Background information
- Also known as: Marcy Levy
- Born: Marcella Levy June 21, 1952 (age 74) Detroit, Michigan, U.S.
- Genres: Pop; rock; R&B; soul;
- Occupations: Singer; songwriter; musician;
- Instruments: Vocals; guitar; harmonica; tambourine;
- Years active: 1972–present
- Labels: Polydor; Epic; Warner Bros.; London; AAA;
- Member of: Shakespears Sister
- Formerly of: Marcy Levy Band

= Marcella Detroit =

American singer, songwriter, and guitarist (born 1952)

Marcella Levy (born June 21, 1952), known professionally as Marcy Levy and (later in her career) Marcella Detroit, is an American singer, songwriter, and guitarist. She co-wrote the 1977 Eric Clapton hit "Lay Down Sally" and released her debut studio album Marcella in 1982. She joined Shakespears Sister in 1988 with ex-Bananarama member Siobhan Fahey. Their first two studio albums, Sacred Heart (1989) and Hormonally Yours (1992), both reached the top 10 of the UK Albums Chart. Detroit sang the lead vocals on their biggest hit, "Stay", which spent eight consecutive weeks at number one on the UK Singles Chart in 1992. Detroit left the band in 1993 and had a UK top 20 hit with "I Believe" in 1994. She formed the Marcy Levy Band in 2002, and finished third in the 2010 ITV series Popstar to Operastar.

==Career==

===1970–1987: Early career and Marcella===
Detroit-born Marcy Levy began playing for different bands in her home city during the early 1970s. The first major act she worked with was Bob Seger who signed her band "Julia" up to tour with him. She sang backing vocals on his studio album Back in '72 (1973), which was recorded at Leon Russell's Grand Lake studio. Detroit was then asked by Russell to join him on tour, which she later did. After moving to Tulsa, Oklahoma to further pursue her musical career, she and her then-current band were hired by Eric Clapton for touring. She sang backing and group vocals on Clapton's studio album There's One in Every Crowd (1975), and toured and recorded with him for the next four years. While working with Clapton, she sang backing vocals on some of his most enduring songs, including "Lay Down Sally" (which she co-wrote), "Promises", and "Wonderful Tonight". She co-wrote and sang lead vocals on "Roll It" on Clapton's studio album Backless (1978) and dueted with Clapton on "The Core", which she also co-wrote with Clapton. During this period, she began working on her debut solo studio album with producer David Foster in the mid-late 1970s signed to RSO Records. For unknown reasons however, the album was shelved and remained unfinished. Marcy later stopped working with Clapton to focus more on her own solo career, but rejoined him when they performed at Live Aid where she added backing vocals. Whilst working on her debut studio album, she was singing and songwriting for numerous artists including Aretha Franklin, Burt Bacharach, Carole Bayer Sager, Stanley Clarke, Chaka Khan, Belinda Carlisle, and Al Jarreau.

Marcy duetted with Alice Cooper on his 1978 studio album From the Inside (producer David Foster) on the song "Millie and Billie". She provided backing vocals on the 1980 hit "Lookin' for Love" (#5 Pop and #1 Country) by Johnny Lee.

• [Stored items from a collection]
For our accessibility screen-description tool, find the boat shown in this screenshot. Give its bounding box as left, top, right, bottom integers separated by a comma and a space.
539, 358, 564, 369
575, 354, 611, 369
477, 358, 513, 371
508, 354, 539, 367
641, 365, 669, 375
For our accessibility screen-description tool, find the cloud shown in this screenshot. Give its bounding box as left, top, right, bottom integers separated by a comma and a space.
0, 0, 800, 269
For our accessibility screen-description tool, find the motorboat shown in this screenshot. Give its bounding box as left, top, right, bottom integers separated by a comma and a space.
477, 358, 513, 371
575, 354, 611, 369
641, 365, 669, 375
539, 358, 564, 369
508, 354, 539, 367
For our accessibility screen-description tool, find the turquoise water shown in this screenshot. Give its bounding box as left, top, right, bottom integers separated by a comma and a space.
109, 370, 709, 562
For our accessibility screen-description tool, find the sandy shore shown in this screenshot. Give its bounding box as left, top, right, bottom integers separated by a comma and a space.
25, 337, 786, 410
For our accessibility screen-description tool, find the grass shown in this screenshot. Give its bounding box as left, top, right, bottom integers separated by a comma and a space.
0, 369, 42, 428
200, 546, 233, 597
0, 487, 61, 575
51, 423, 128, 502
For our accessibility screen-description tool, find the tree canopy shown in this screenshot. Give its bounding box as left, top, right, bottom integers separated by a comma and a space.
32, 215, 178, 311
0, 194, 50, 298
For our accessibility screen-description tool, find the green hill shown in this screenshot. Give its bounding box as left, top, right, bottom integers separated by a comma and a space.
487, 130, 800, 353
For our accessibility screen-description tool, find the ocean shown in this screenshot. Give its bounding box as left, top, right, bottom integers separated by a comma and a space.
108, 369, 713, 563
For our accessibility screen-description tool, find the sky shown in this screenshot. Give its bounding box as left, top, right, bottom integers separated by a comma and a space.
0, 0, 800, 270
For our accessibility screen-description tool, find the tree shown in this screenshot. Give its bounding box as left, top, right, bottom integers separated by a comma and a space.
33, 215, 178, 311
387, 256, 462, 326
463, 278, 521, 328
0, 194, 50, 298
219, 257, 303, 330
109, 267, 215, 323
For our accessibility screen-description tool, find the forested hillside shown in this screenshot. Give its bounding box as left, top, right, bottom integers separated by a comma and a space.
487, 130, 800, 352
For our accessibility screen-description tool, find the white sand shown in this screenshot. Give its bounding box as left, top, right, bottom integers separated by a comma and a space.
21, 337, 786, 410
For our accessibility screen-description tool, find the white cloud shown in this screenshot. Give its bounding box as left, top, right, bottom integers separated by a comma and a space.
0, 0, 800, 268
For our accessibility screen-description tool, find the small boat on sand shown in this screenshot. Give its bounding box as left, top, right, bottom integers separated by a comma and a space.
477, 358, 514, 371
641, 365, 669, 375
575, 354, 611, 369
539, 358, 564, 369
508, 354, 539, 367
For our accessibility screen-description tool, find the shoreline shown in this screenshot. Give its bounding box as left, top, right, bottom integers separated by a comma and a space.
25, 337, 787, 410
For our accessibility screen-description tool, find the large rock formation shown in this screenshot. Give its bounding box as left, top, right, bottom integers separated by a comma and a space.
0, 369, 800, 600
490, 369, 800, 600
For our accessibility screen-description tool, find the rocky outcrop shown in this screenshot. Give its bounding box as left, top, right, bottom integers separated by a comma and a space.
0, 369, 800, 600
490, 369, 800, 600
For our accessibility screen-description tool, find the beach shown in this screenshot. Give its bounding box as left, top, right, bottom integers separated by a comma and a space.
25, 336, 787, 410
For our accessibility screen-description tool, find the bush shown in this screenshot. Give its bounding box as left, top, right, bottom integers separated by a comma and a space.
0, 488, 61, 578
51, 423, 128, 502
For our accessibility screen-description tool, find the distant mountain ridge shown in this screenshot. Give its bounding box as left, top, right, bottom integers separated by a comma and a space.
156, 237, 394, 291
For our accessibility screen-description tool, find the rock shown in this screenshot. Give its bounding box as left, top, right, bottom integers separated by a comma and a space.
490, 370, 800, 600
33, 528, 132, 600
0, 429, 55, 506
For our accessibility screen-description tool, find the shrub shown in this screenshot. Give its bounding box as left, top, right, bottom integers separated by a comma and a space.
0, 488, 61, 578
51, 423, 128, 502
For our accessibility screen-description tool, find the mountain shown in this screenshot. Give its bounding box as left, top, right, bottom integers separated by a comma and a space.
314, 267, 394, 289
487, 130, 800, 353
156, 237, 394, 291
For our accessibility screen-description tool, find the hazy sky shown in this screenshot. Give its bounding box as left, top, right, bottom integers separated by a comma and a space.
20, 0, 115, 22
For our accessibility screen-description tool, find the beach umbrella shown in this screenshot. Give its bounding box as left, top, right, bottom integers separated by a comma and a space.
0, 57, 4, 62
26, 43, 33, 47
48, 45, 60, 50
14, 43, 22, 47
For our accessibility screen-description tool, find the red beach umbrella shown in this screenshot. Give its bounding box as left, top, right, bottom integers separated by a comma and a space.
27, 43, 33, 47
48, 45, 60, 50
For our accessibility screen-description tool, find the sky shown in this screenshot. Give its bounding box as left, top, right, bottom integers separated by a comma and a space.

• [CHECK YOUR UNDERSTANDING]
a) In the Marcella Detroit excerpt, at which studio was Back in '72 recorded?
b) For each statement, say whether it agrees with the Marcella Detroit excerpt: (i) She joined Shakespears Sister in 1988. (ii) Her debut solo album with producer David Foster was completed and released on RSO Records. (iii) She finished second in Popstar to Operastar.
c) Write out the Marcella Detroit excerpt starting at "American singer, songwriter, and guitarist (born" and ending at "Popstar to Operastar.", substituting "musician" for "guitarist".

• [EXPECTED OUTPUTS]
a) Leon Russell's Grand Lake studio.

b)
(i) Yes: "She joined Shakespears Sister in 1988 with ex-Bananarama member Siobhan Fahey."
(ii) No: "the album was shelved and remained unfinished."
(iii) No: "finished third in the 2010 ITV series Popstar to Operastar."

c)
American singer, songwriter, and musician (born 1952)

Marcella Levy (born June 21, 1952), known professionally as Marcy Levy and (later in her career) Marcella Detroit, is an American singer, songwriter, and musician. She co-wrote the 1977 Eric Clapton hit "Lay Down Sally" and released her debut studio album Marcella in 1982. She joined Shakespears Sister in 1988 with ex-Bananarama member Siobhan Fahey. Their first two studio albums, Sacred Heart (1989) and Hormonally Yours (1992), both reached the top 10 of the UK Albums Chart. Detroit sang the lead vocals on their biggest hit, "Stay", which spent eight consecutive weeks at number one on the UK Singles Chart in 1992. Detroit left the band in 1993 and had a UK top 20 hit with "I Believe" in 1994. She formed the Marcy Levy Band in 2002, and finished third in the 2010 ITV series Popstar to Operastar.